Copy out the whole listing exactly as written, leaving the pictures behind.

Start of Source records

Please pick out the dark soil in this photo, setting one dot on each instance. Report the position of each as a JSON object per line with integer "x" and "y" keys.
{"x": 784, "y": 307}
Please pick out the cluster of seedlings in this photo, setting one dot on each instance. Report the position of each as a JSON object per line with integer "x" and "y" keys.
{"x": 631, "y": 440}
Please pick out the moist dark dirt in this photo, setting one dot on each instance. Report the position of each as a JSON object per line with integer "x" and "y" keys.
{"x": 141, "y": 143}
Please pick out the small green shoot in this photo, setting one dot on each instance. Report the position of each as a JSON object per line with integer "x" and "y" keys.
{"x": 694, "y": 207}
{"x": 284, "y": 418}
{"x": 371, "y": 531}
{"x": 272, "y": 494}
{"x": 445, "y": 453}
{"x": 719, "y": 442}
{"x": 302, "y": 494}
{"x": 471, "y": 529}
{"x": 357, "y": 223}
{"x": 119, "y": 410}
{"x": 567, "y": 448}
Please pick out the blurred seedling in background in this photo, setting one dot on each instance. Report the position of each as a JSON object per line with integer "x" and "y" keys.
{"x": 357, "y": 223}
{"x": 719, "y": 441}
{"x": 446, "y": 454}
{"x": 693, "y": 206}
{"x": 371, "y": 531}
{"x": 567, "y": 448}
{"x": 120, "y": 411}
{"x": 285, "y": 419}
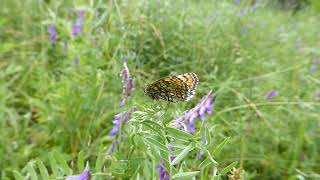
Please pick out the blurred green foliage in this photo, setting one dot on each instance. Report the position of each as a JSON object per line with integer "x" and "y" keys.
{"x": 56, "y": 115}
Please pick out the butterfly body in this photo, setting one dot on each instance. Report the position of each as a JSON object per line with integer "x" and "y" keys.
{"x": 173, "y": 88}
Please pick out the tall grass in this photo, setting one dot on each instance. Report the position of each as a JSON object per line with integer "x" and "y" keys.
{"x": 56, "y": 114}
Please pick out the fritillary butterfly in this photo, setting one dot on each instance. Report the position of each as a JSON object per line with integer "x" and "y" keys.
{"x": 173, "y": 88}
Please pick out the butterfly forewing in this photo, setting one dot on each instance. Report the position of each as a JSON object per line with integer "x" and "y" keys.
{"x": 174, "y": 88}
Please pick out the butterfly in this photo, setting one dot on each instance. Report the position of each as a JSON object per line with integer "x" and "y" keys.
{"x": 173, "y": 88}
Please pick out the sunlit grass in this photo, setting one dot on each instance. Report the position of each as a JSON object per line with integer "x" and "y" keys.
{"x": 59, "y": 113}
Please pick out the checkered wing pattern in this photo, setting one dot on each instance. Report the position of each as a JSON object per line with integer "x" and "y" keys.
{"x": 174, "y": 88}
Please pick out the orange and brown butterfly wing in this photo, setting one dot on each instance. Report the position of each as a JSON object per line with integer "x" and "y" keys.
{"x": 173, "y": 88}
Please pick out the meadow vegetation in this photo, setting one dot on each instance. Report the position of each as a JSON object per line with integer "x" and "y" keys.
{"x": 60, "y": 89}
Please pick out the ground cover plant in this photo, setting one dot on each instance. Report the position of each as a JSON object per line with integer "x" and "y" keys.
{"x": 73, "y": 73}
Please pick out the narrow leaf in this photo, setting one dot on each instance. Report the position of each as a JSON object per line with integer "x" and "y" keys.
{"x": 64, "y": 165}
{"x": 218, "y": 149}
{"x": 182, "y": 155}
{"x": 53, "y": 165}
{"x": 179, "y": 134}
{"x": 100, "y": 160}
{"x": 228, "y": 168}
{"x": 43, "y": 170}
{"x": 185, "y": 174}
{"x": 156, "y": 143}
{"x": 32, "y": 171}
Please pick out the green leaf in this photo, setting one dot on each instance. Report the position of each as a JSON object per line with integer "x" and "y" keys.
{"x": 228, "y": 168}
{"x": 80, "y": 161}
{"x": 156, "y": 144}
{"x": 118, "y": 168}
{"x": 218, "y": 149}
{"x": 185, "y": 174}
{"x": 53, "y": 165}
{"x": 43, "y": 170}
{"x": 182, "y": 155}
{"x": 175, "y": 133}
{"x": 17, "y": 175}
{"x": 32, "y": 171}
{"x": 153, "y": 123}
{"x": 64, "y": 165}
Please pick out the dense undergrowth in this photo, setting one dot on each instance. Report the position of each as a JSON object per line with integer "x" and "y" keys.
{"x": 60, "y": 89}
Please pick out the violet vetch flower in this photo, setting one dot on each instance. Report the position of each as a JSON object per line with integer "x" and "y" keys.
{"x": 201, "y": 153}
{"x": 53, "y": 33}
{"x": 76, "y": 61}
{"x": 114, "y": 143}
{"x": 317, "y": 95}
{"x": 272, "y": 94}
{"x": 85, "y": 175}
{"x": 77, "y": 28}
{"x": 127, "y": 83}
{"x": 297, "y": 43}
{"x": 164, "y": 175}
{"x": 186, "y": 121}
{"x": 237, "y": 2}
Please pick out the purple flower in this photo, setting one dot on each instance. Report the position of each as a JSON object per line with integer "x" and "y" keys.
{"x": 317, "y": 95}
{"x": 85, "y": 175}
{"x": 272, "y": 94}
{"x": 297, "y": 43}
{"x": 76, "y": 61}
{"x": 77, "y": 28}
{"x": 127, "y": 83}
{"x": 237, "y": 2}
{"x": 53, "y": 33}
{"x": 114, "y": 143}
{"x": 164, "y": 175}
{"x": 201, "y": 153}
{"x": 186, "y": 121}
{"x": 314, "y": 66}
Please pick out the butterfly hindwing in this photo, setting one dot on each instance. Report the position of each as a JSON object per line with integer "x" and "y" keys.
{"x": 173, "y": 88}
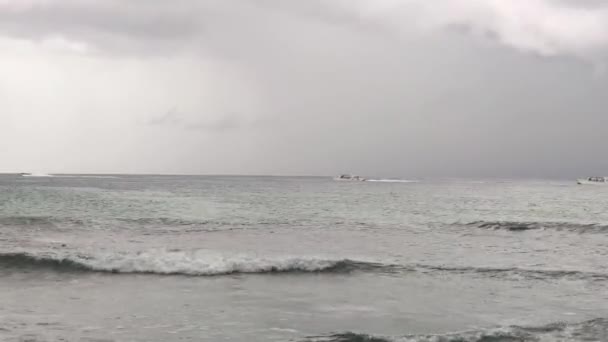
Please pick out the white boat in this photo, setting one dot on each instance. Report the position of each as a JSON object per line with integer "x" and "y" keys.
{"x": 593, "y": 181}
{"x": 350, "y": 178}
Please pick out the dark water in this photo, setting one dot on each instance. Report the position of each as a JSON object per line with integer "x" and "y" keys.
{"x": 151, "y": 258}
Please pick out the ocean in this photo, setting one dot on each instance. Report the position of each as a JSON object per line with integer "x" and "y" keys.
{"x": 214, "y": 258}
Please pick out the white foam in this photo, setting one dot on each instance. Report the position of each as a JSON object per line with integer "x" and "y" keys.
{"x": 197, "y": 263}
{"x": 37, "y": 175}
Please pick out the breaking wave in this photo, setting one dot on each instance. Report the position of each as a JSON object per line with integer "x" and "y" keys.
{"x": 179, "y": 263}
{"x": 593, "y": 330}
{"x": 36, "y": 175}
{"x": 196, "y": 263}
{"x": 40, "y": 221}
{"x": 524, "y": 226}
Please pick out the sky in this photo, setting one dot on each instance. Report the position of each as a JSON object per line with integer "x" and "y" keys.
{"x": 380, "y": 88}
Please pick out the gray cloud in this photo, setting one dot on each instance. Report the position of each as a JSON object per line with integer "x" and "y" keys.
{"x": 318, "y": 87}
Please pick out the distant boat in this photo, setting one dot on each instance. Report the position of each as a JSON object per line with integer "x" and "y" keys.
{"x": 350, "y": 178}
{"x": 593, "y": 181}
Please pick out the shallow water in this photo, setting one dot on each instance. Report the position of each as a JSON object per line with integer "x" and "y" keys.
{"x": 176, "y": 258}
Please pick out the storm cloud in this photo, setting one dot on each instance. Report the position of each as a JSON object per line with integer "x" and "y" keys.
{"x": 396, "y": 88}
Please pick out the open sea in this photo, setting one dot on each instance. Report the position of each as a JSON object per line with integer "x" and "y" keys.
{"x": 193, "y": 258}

End of Source records

> _Response_
Please pick out the dark soil in this photo, setting one dot on each instance. Report the position of each as a JSON object per line with integer "x" and "y" keys.
{"x": 784, "y": 307}
Please pick out the cluster of seedlings in this photo, setting one dot on each instance. Report the position of each as a JSON object per line with integer "x" and "y" keys.
{"x": 631, "y": 440}
Please pick out the moist dark dirt in this photo, setting one dot on each instance. Report the position of each as a JSON object per line with integer "x" and "y" keys.
{"x": 141, "y": 143}
Please pick out the small green shoot in this photo, setting one dot on each instance. Report the position of each as a JSON object per line with integer "x" and "y" keys.
{"x": 694, "y": 207}
{"x": 284, "y": 418}
{"x": 371, "y": 531}
{"x": 272, "y": 494}
{"x": 445, "y": 453}
{"x": 719, "y": 442}
{"x": 302, "y": 494}
{"x": 471, "y": 529}
{"x": 357, "y": 223}
{"x": 119, "y": 410}
{"x": 567, "y": 448}
Please pick out the blurred seedling in background in this photo, setting one dot on each instance. Report the position of each as a JSON object per line with integer "x" and "y" keys.
{"x": 357, "y": 223}
{"x": 719, "y": 441}
{"x": 446, "y": 454}
{"x": 693, "y": 206}
{"x": 371, "y": 531}
{"x": 567, "y": 448}
{"x": 120, "y": 411}
{"x": 285, "y": 419}
Please pick out the blurred green foliage in this photo, setting one dot on each instance. Report the position of each as a JSON object per line with integer "x" and "y" keys.
{"x": 56, "y": 115}
Please pick out the butterfly body in this photo, setting one dot on each instance. Report the position of each as a JSON object per line with integer "x" and "y" keys.
{"x": 173, "y": 88}
Please pick out the tall grass in this photo, setting one dot on each instance. Report the position of each as a JSON object per line with integer "x" and "y" keys.
{"x": 56, "y": 114}
Please pick out the fritillary butterfly in this photo, setting one dot on each instance. Report the position of each as a JSON object per line with integer "x" and "y" keys.
{"x": 173, "y": 88}
Please pick out the butterfly forewing in this photo, setting one dot on each instance. Report the position of each as a JSON object per line with integer "x" and "y" keys.
{"x": 174, "y": 88}
Please pick out the butterfly in this photo, setting one dot on each instance. Report the position of each as a JSON object per line with integer "x" and "y" keys.
{"x": 173, "y": 88}
Please pick out the sunlit grass in this photo, setting one dot on each instance. Report the position of each as a JSON object per line with integer "x" and "y" keys.
{"x": 59, "y": 113}
Please pick out the checkered wing pattern in this photo, setting one dot on each instance. Report the position of each as a JSON object per line with integer "x" and "y" keys.
{"x": 174, "y": 88}
Please pick out the orange and brown butterfly wing in this photo, setting one dot on each instance. Report the position of each as a JSON object per line with integer "x" and "y" keys.
{"x": 173, "y": 88}
Please pick out the meadow vegetation in this photo, setting one dot on each instance. Report the position of each as a JSON object per line with integer "x" and "y" keys.
{"x": 60, "y": 89}
Please pick out the ground cover plant in this photo, setting one dot on each instance. Report the position of each as a JSON object per line with integer "x" and "y" keys.
{"x": 73, "y": 73}
Please pick out the narrow leaf in this photo, setting one dot on each instance. Report the position of each as a JSON object per line with integer "x" and "y" keys.
{"x": 64, "y": 165}
{"x": 218, "y": 149}
{"x": 182, "y": 155}
{"x": 53, "y": 165}
{"x": 179, "y": 134}
{"x": 100, "y": 160}
{"x": 228, "y": 168}
{"x": 43, "y": 170}
{"x": 185, "y": 174}
{"x": 156, "y": 143}
{"x": 32, "y": 171}
Please pick out the green leaf in this photo, setting one dot on each instance. Report the position of each as a JSON object per line with integer "x" and "y" keys.
{"x": 228, "y": 168}
{"x": 80, "y": 161}
{"x": 156, "y": 144}
{"x": 118, "y": 168}
{"x": 218, "y": 149}
{"x": 185, "y": 174}
{"x": 53, "y": 165}
{"x": 43, "y": 170}
{"x": 182, "y": 155}
{"x": 175, "y": 133}
{"x": 17, "y": 175}
{"x": 32, "y": 171}
{"x": 153, "y": 123}
{"x": 64, "y": 165}
Please pick out the dense undergrowth in this photo, setting one dot on each instance. Report the position of each as a JSON object per line with integer "x" and "y" keys.
{"x": 60, "y": 89}
Please pick out the violet vetch flower in this photo, setting one dot on each instance. Report the position of each as a JSON object per line with integer "x" and "y" keys.
{"x": 201, "y": 153}
{"x": 53, "y": 33}
{"x": 76, "y": 61}
{"x": 114, "y": 143}
{"x": 317, "y": 95}
{"x": 272, "y": 94}
{"x": 85, "y": 175}
{"x": 77, "y": 28}
{"x": 127, "y": 83}
{"x": 297, "y": 43}
{"x": 164, "y": 175}
{"x": 186, "y": 121}
{"x": 237, "y": 2}
Please pick out the purple flower in this photo, setting one dot on each instance. Report the position of each as a JSON object per line with integer "x" and "y" keys.
{"x": 317, "y": 95}
{"x": 85, "y": 175}
{"x": 272, "y": 94}
{"x": 297, "y": 43}
{"x": 76, "y": 61}
{"x": 77, "y": 28}
{"x": 127, "y": 83}
{"x": 237, "y": 2}
{"x": 53, "y": 33}
{"x": 114, "y": 143}
{"x": 164, "y": 175}
{"x": 201, "y": 153}
{"x": 186, "y": 121}
{"x": 314, "y": 66}
Please pick out the butterfly hindwing in this photo, setting one dot on each instance. Report the position of each as a JSON object per line with integer "x" and "y" keys.
{"x": 173, "y": 88}
Please pick out the white boat in this photo, setting one dot on each instance. Report the position of each as a JSON object per line with integer "x" and "y" keys.
{"x": 593, "y": 181}
{"x": 350, "y": 178}
Please pick out the dark water in this photo, setting one dot on each instance. Report the position of each as a JSON object per line with integer "x" and "y" keys.
{"x": 151, "y": 258}
Please pick out the ocean in this photo, setting one dot on each instance. Report the position of each as a JSON object per line with integer "x" and "y" keys.
{"x": 214, "y": 258}
Please pick out the white foam in this photo, setting one dot on each instance. Report the position of each as a JSON object per line with integer "x" and "y" keys.
{"x": 197, "y": 263}
{"x": 37, "y": 175}
Please pick out the breaking wave in this photo, setting one dot on each instance. Report the position of each as a JSON object per line with integer "x" and "y" keys.
{"x": 179, "y": 263}
{"x": 593, "y": 330}
{"x": 36, "y": 175}
{"x": 196, "y": 263}
{"x": 40, "y": 221}
{"x": 524, "y": 226}
Please pick out the sky in this photo, setting one dot on each instance. Report the position of each as a JSON object per line with integer "x" and "y" keys.
{"x": 380, "y": 88}
Please pick out the gray cloud in this photo, setting one dot on each instance. Report the position of each as a JSON object per line with integer "x" and "y" keys.
{"x": 318, "y": 87}
Please pick out the distant boat in this photo, setting one dot on each instance. Report the position of each as a JSON object per line with integer "x" and "y" keys.
{"x": 350, "y": 178}
{"x": 593, "y": 181}
Please pick out the shallow water in this photo, setting one dot on each instance. Report the position of each as a JSON object per line with integer "x" and "y" keys.
{"x": 176, "y": 258}
Please pick out the storm cloud in this photo, setting one dot on each instance. Report the position of each as a JSON object per line with integer "x" and "y" keys.
{"x": 396, "y": 88}
Please pick out the open sea in this photo, setting one dot on each instance. Report the position of each as a JSON object per line with integer "x" and "y" keys.
{"x": 193, "y": 258}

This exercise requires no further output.